## YOUR TASKS
1) Quote the personal account from "I found out" to "money was mine.".
2) In the personal account, list each thing he did according to the sentence that begins "He made sure that".

## EXERCISE PASSAGE
◇ ◇ ◇

I found out from my landlord he hadn’t paid the rent, the electric was cut off before I realised he hadn’t been paying them either and guess whose name they were in? He made sure that as much of the debt as possible was in my name, destroyed my credit rating, stole my pay and stole my savings. When it came to leaving him, I was in a very bad position. I’d lost my job, I had no savings and a mountain of debt I had no hope of repaying. It seemed my only chance was to stay with him and of course, that was the idea. I was dependent on him for money, even when the money was mine.
I was ready to leave the relationship a long time before I did. Money worries were a large factor in keeping me there.
No one understands and it wasn’t my fault
The self-doubts will never fade and the emotional scars are here to stay, though these days I have a clear head and I am now in a position to lead a happy life.
But to explain to my current partner why I let him get away with doing the things he did is impossible. I cannot get the concept across in a meaningful way. Even now, many people are likely wondering why I and others like me put up with it. The answer, however unsatisfying, is this:
He had me so twisted round, so upside-down and arse-backward, that I was incapable of thinking for myself. He had done so much damage to my head that I couldn’t do anything for myself. I couldn’t tell my elbow from Tuesday. Leaving him was miraculous because I was in no position to even think leaving him was something I had the option of doing.
That answer just doesn’t quite say what I mean. It doesn’t get across the sheer conflict of emotion, all bad, going through my warped brain. No answer will ever be enough to explain exactly what kind of state I was in, how I got there and why I didn’t know anything was wrong until it was too late.

◇ ◇ ◇

[Source data]

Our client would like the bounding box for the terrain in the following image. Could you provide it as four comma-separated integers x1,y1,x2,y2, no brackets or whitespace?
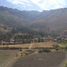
13,52,67,67
0,6,67,32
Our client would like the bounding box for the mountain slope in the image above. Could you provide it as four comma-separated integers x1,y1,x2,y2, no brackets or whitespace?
0,7,67,32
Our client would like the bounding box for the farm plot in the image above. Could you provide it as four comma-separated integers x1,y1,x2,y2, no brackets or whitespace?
0,50,17,67
13,52,66,67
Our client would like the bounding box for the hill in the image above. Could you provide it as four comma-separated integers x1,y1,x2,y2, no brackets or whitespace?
0,6,67,32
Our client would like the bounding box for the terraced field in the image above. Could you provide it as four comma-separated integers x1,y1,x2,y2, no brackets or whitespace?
13,52,66,67
0,50,18,67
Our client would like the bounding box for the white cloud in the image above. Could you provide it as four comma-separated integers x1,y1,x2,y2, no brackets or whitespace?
7,0,65,10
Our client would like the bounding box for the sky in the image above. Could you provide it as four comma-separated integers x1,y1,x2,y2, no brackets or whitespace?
0,0,67,11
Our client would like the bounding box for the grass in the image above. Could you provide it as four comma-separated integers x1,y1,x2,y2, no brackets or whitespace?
59,41,67,48
0,50,16,67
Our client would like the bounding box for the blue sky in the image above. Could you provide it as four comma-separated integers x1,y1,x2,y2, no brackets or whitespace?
0,0,67,11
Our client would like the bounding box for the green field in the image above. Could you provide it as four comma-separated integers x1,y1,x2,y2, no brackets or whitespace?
0,50,18,67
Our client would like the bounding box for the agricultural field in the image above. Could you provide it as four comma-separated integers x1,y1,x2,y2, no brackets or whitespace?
0,50,18,67
13,52,67,67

◇ ◇ ◇

## ACTIVITY ANSWERS
1)
I found out from my landlord he hadn’t paid the rent, the electric was cut off before I realised he hadn’t been paying them either and guess whose name they were in? He made sure that as much of the debt as possible was in my name, destroyed my credit rating, stole my pay and stole my savings. When it came to leaving him, I was in a very bad position. I’d lost my job, I had no savings and a mountain of debt I had no hope of repaying. It seemed my only chance was to stay with him and of course, that was the idea. I was dependent on him for money, even when the money was mine.

2)
- Made sure that as much of the debt as possible was in the narrator's name
- Destroyed the narrator's credit rating
- Stole the narrator's pay
- Stole the narrator's savings